◆ Série d'exercices
A – Énumérez tous les pays où, selon l'extrait sur la couverture médiatique, la secte Boko Haram commet des massacres, des attentats et des enlèvements.
B – Réécrivez l'ensemble des enregistrements en remplaçant « top-left corner » par « upper-left corner », sans rien modifier d'autre.

Janvier 2015. Je viens de passer la trentaine et découvre avec stupeur que le terrorisme s’attaque également aux pays d’Europe. On vient effectivement de s’en prendre à Charlie Hebdo qui a publié la caricature de trop. Dans la rue, des millions de personnes se rassemblent en arborant le Je Suis Charlie. Un immense rassemblement républicain qui défend notamment la liberté de penser, de s’exprimer et la liberté de la presse. ¨Pendant de très longues semaines, l’intégralité des médias dominants n’aura de cesse de nous rabâcher les attentats de Paris, ville pour laquelle toutes les capitales européennes apportent leur soutien et leur solidarité.
Pourtant, une autre actualité est passée sous silence en Janvier 2015 : la secte Boko Haram – qui n’en est plus à son coup d’essai – vient de violer et de tuer des milliers de femmes au Nigéria. Elle vient tout juste d’enlever et de massacrer des centaines d’enfants dans des écoles du pays. Et pourtant, personne n’en parle. Nous demeurons auto-centrés sur les évènements affreux qui viennent de se passer en France…
Je demeure conscient que les actes terroristes qui surviennent de plus en plus en Occident sont quelque chose de dramatique et de relativement grave à l’échelle internationale. Néanmoins, je ne peux concevoir que certains pays d’Afrique n’aient pas le droit au même niveau d’information et à la même exposition médiatique.
Boko Haram existe depuis bien trop longtemps en Afrique. Nous parlons d’un mouvement d’obédience salafiste et djihadiste qui a prêté allégeance à l’EI. De la même manière que Daesh s’en est pris récemment à la France, à l’Allemagne et à l’Espagne ; la secte Boko Haram est à l’origine de nombreux massacres, attentats et enlèvements à l’encontre de populations civiles de toutes confessions, au Nigeria mais aussi au Cameroun, au Niger et au Tchad. L’organisation terroriste est responsable de crimes de guerre et de crimes contre l’humanité.
Juillet 2017. Tandis qu’on nous rabâche sur CNews ou encore BFM TV le très célèbre “chassé/croisé” des “juilletistes” et des “aoutiens” (les fameux “600 km” de “bouchons”)… Quid de la situation d’urgence mondiale au Yémen ? Le pays est ravagé par une interminable guerre civile depuis bientôt deux ans. C’est tout une civilisation qui est menacée de disparaître, avec sa culture et son histoire. Avec plus de 10 000 tués depuis deux ans, en majorité des civils, et la pire épidémie de choléra de la planète, le pays menace de s’effondrer.
A mon grand désarroi, et au beau milieu de ce flux d’informations superficielles, un seul article s’intéresse à la situation géo-politique du Yémen : un éditorial du journal Le Monde, qui nous rappelle qu’une “simple brève” a été accordée aux derniers bombardements saoudiens dans les journaux. Je cite : “cette tragédie yéménite, on la voit peu. Elle se joue à l’abri de la presse”.

◆ Enregistrements fournis
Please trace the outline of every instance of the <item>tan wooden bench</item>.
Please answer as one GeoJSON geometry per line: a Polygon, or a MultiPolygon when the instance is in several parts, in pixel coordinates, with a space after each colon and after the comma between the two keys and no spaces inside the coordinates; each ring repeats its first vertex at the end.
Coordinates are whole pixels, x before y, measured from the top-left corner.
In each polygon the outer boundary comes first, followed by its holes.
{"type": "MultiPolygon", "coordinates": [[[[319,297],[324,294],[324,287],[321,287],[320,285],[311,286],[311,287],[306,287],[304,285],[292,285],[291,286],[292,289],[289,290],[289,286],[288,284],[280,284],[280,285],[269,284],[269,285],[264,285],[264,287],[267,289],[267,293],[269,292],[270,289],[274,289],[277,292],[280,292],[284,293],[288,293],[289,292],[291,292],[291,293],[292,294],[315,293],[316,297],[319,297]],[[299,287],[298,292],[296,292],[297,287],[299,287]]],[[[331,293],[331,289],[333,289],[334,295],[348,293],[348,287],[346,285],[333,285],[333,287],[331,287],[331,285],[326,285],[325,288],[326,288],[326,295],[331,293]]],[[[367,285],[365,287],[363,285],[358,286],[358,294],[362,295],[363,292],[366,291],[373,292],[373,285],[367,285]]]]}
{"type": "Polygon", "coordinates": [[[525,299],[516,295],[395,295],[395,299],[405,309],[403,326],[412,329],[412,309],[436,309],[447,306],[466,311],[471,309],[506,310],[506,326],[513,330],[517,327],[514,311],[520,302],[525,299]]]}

◆ Corrigé des exercices
A – Nigeria, Cameroun, Niger, Tchad

B –
Please trace the outline of every instance of the <item>tan wooden bench</item>.
Please answer as one GeoJSON geometry per line: a Polygon, or a MultiPolygon when the instance is in several parts, in pixel coordinates, with a space after each colon and after the comma between the two keys and no spaces inside the coordinates; each ring repeats its first vertex at the end.
Coordinates are whole pixels, x before y, measured from the upper-left corner.
In each polygon the outer boundary comes first, followed by its holes.
{"type": "MultiPolygon", "coordinates": [[[[319,297],[324,294],[324,287],[321,287],[320,285],[311,286],[311,287],[306,287],[304,285],[292,285],[291,286],[292,289],[289,290],[289,286],[288,284],[280,284],[280,285],[269,284],[269,285],[264,285],[264,287],[267,289],[267,293],[269,292],[270,289],[274,289],[277,292],[280,292],[284,293],[288,293],[289,292],[291,292],[291,293],[292,294],[315,293],[316,297],[319,297]],[[299,287],[298,292],[296,292],[297,287],[299,287]]],[[[331,293],[331,289],[333,289],[334,295],[348,293],[348,287],[346,285],[333,285],[333,287],[331,287],[331,285],[326,285],[325,288],[326,288],[326,295],[331,293]]],[[[367,285],[365,287],[363,285],[358,286],[358,294],[362,295],[363,292],[366,291],[373,292],[373,285],[367,285]]]]}
{"type": "Polygon", "coordinates": [[[525,299],[516,295],[395,295],[395,299],[405,309],[403,326],[412,329],[412,309],[436,309],[447,306],[466,311],[471,309],[506,310],[506,326],[513,330],[517,327],[514,311],[520,302],[525,299]]]}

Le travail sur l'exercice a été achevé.